## Problem to work on
Could you render every line of the data below as a JSON list of strings, with one string per line and blank lines omitted?

(An excerpt from a dataset)

-- -- --

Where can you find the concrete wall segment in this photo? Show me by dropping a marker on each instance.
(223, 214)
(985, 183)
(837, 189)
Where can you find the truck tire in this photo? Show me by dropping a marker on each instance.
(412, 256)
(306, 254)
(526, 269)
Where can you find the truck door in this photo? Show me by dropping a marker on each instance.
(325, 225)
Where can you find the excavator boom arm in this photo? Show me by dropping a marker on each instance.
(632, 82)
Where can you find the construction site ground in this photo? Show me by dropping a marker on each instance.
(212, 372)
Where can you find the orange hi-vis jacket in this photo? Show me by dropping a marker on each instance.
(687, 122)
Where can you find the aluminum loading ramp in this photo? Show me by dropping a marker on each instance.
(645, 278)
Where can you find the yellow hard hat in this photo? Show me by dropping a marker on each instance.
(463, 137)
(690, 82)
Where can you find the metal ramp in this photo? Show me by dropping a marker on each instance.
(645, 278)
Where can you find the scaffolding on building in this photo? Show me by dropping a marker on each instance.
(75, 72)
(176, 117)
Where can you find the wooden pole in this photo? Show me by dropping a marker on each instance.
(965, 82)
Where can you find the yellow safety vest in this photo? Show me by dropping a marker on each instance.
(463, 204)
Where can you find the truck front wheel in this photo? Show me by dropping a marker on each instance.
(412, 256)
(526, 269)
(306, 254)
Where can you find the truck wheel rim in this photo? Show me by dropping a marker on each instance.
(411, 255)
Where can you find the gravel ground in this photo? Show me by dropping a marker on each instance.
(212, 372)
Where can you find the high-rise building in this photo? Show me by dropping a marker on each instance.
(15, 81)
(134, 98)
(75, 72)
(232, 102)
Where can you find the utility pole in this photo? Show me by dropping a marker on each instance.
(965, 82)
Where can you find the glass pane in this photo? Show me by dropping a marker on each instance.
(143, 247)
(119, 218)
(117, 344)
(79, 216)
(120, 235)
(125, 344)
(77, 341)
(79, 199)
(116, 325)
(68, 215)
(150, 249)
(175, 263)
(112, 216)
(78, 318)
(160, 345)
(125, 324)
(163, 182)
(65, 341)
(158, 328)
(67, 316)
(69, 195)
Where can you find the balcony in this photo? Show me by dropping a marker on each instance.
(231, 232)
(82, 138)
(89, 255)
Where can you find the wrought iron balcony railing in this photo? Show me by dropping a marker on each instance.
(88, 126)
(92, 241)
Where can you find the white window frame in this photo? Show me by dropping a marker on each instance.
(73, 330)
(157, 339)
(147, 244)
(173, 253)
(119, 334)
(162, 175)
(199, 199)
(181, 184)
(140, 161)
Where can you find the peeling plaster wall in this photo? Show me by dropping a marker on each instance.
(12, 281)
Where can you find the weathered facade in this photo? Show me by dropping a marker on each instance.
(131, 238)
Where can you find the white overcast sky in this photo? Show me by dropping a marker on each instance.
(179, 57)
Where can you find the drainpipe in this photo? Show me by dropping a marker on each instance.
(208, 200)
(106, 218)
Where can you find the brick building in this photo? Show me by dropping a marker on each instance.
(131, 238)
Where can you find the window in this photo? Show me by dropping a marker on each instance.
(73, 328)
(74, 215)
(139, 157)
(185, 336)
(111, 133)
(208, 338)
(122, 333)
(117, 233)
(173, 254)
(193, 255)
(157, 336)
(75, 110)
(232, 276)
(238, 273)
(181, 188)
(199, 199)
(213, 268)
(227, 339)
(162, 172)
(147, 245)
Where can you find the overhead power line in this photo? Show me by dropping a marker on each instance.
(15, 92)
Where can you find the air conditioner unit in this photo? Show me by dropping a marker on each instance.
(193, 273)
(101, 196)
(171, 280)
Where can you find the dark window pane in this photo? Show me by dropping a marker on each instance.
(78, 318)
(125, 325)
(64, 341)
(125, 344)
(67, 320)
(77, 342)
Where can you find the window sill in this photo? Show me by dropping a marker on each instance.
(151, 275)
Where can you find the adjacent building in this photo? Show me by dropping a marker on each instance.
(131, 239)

-- -- --

## Response below
[
  "Where can you find the concrete wall segment in this photo? Show me by dropping a marker on each instance.",
  "(223, 214)",
  "(985, 183)",
  "(837, 189)",
  "Where can you find the truck tire in this photo? Show me by dropping a marker on each instance.",
  "(412, 256)",
  "(306, 254)",
  "(526, 269)",
  "Where can you find the truck door in this photo? Show me by dropping a marker on each instance.",
  "(325, 225)",
  "Where can you find the excavator boom arm in this photo? Show me by dropping a marker on each instance.",
  "(632, 82)",
  "Where can you find the construction site ground in this photo? Show me by dropping a marker on each instance.",
  "(212, 372)",
  "Where can you find the orange hi-vis jacket in this photo? Show me by dropping a marker on each instance.",
  "(687, 122)",
  "Where can you find the aluminum loading ramp in this photo? Show me by dropping a marker on each instance.",
  "(645, 278)",
  "Where can you find the yellow hard hat in this photo? Show me by dropping a marker on each instance.",
  "(463, 137)",
  "(690, 82)",
  "Where can you find the metal ramp in this photo? Show me by dropping a marker on each instance.",
  "(645, 278)",
  "Where can you find the scaffolding on building in this photo? Show me by dropping a marker on each instance.",
  "(75, 72)",
  "(176, 117)",
  "Where can you find the wooden pole in this photo? Show me by dropping a marker on each instance.",
  "(965, 82)",
  "Where can you find the yellow safety vest in this photo? Show me by dropping a marker on each instance.",
  "(463, 204)",
  "Where can you find the truck front wheel in this photo? Show me by dropping a marker on each instance.",
  "(412, 256)",
  "(526, 269)",
  "(306, 254)",
  "Where can you find the truck wheel rim in this photo? Show me by dropping a marker on each instance.",
  "(411, 255)",
  "Where can you find the gravel ground in this photo? Show me by dropping a marker on each instance.",
  "(212, 372)",
  "Where can you find the high-rise building in this photo? Show me by dropping a marker on each instance.",
  "(15, 81)",
  "(134, 98)",
  "(75, 72)",
  "(232, 102)",
  "Where can you find the utility pole in this photo? Show me by dropping a marker on each instance.",
  "(965, 82)",
  "Where can you find the glass pane in this photo? Show me by dropping a marker on each instance.",
  "(143, 247)",
  "(119, 218)",
  "(117, 344)",
  "(79, 216)",
  "(120, 235)",
  "(125, 344)",
  "(77, 341)",
  "(79, 199)",
  "(116, 325)",
  "(68, 215)",
  "(150, 249)",
  "(175, 263)",
  "(112, 216)",
  "(78, 318)",
  "(160, 345)",
  "(125, 324)",
  "(163, 182)",
  "(65, 341)",
  "(158, 328)",
  "(67, 316)",
  "(69, 195)",
  "Where can you find the balcony in this photo? Show me by dropping a marker on each instance.",
  "(231, 232)",
  "(82, 138)",
  "(89, 255)",
  "Where can you find the wrought iron balcony railing in this photo? Show me by dropping a marker on each instance.",
  "(88, 126)",
  "(92, 241)",
  "Where can you find the white window frame in this photo? Show me by dropping a marker on each instance.",
  "(73, 330)",
  "(157, 339)",
  "(147, 244)",
  "(173, 253)",
  "(119, 334)",
  "(162, 175)",
  "(199, 199)",
  "(181, 184)",
  "(140, 161)",
  "Where can you find the peeling plaster wall in this photo? Show me by dropping a marker on each instance.",
  "(12, 281)",
  "Where can you find the weathered facade in this photo? Show me by dropping a marker on each instance.",
  "(131, 238)",
  "Where can you find the white overcast sky in this photo? Show me by dropping a marker on each instance.",
  "(179, 57)",
  "Where can you find the drainpipe in this photo? Show me by dropping a marker on each instance.",
  "(208, 200)",
  "(106, 218)",
  "Where can you find the brick building in this photo? Show me by dropping a marker on each instance.",
  "(131, 238)",
  "Where can you find the window in this photo? Show me by dropping a marker on each instance.",
  "(73, 328)",
  "(74, 215)",
  "(139, 157)",
  "(185, 336)",
  "(111, 133)",
  "(208, 338)",
  "(122, 333)",
  "(117, 233)",
  "(173, 254)",
  "(193, 255)",
  "(157, 336)",
  "(75, 110)",
  "(232, 276)",
  "(238, 273)",
  "(181, 188)",
  "(199, 199)",
  "(213, 268)",
  "(227, 339)",
  "(162, 172)",
  "(147, 245)",
  "Where can you find the overhead power line in this photo? Show me by dropping a marker on each instance.",
  "(15, 92)",
  "Where can you find the air conditioner unit in this photo? Show me by dropping a marker on each instance.",
  "(193, 273)",
  "(101, 196)",
  "(171, 280)",
  "Where can you find the dark window pane in this photo? Show me by dropping a marker on each instance.",
  "(78, 318)",
  "(125, 325)",
  "(64, 341)",
  "(125, 344)",
  "(67, 320)",
  "(77, 342)",
  "Where can you find the window sill in this photo? Show me by dropping a marker on each instance.",
  "(151, 275)",
  "Where can you find the adjacent building in this photo? Show me by dropping a marker on each instance.",
  "(131, 239)"
]